Update the lines of the listing from the one containing "of the industrial" through the end of the listing by changing "innermost point" to "central point". Return only those lines, with nothing else altered.

● ● ● ● ●

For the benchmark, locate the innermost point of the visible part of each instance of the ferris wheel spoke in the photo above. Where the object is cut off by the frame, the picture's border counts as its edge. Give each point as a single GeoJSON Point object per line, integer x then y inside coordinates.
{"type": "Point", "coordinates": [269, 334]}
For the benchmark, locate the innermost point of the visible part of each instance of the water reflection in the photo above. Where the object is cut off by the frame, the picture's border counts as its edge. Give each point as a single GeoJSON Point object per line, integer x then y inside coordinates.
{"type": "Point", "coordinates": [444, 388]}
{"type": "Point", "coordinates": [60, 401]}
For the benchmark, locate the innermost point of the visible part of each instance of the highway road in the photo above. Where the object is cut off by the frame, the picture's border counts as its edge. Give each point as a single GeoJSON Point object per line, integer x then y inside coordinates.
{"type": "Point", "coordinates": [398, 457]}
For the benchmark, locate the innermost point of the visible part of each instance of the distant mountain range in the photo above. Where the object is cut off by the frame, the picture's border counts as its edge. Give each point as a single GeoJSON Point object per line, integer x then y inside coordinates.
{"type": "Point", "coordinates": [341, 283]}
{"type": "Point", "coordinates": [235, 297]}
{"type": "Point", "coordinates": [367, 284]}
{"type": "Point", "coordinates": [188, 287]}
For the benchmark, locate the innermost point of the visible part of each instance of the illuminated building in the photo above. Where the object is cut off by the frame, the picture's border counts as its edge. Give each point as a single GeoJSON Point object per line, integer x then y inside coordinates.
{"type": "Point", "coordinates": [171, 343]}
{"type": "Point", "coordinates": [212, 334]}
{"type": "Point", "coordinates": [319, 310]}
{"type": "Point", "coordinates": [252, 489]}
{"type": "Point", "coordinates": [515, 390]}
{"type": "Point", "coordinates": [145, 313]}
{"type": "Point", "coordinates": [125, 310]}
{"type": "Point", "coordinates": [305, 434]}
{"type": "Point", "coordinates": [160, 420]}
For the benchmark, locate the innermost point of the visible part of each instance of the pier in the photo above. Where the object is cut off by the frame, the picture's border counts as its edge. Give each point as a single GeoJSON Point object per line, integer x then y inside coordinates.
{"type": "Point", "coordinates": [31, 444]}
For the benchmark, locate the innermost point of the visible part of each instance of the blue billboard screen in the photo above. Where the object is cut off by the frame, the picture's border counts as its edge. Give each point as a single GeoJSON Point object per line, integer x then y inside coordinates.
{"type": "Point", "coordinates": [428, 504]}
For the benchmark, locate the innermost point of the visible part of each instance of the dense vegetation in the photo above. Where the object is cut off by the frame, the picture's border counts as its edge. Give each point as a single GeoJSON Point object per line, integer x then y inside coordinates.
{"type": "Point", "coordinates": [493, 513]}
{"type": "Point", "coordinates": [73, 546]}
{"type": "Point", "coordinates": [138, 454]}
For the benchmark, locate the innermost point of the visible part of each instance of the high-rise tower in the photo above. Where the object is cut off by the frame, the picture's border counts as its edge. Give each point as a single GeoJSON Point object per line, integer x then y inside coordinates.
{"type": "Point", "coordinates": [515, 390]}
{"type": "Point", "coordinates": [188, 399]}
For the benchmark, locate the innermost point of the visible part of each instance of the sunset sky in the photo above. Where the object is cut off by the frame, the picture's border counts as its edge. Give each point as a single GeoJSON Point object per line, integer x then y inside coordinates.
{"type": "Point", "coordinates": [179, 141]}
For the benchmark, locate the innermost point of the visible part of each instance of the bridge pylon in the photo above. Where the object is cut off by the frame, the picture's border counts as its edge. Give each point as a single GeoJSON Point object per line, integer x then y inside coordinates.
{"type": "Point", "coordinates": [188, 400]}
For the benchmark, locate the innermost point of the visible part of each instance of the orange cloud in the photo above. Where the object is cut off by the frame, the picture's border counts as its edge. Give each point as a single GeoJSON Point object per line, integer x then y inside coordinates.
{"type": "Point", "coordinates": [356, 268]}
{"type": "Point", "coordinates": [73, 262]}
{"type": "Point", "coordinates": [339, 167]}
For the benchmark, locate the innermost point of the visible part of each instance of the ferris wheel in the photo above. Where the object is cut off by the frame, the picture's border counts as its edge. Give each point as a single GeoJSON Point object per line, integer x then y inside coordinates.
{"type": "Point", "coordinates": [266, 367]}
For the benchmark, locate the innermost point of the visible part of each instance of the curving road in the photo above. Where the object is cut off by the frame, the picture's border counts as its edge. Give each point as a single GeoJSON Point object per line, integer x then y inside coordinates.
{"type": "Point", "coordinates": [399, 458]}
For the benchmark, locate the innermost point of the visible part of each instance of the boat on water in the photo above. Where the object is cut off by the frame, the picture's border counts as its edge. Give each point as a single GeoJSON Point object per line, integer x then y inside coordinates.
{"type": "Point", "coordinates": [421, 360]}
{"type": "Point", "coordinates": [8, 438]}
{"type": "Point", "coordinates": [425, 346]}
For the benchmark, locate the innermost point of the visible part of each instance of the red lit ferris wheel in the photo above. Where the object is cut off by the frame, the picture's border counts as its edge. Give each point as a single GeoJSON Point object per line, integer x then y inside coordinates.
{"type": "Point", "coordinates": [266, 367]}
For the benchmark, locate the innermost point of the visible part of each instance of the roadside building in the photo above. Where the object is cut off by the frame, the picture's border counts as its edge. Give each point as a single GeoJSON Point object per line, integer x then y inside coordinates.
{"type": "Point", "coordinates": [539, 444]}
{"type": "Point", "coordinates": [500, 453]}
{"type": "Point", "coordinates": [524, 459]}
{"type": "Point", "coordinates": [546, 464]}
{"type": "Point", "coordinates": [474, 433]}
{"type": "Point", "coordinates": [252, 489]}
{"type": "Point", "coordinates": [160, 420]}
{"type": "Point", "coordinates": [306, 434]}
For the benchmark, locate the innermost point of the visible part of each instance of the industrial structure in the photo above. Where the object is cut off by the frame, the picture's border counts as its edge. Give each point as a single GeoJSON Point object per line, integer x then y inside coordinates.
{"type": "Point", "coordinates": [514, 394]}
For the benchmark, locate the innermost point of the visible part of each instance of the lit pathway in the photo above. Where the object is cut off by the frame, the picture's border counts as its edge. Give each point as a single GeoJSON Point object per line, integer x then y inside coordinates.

● ● ● ● ●

SOLUTION FOR THIS EXERCISE »
For the benchmark, locate the central point of the visible part of each instance of the industrial structure in the photo above. Where the object is cut off by the frame, the picture's border counts as its edge. Give each point as a single GeoJSON Point object per line, integer x then y inside coordinates.
{"type": "Point", "coordinates": [514, 394]}
For the benchmark, locate the central point of the visible part of each instance of the lit pathway in the photo above. Where the object is cut off by the frame, the picture's border counts as its edge. Give each point as a single GeoJSON Point object per line, integer x then y inside coordinates.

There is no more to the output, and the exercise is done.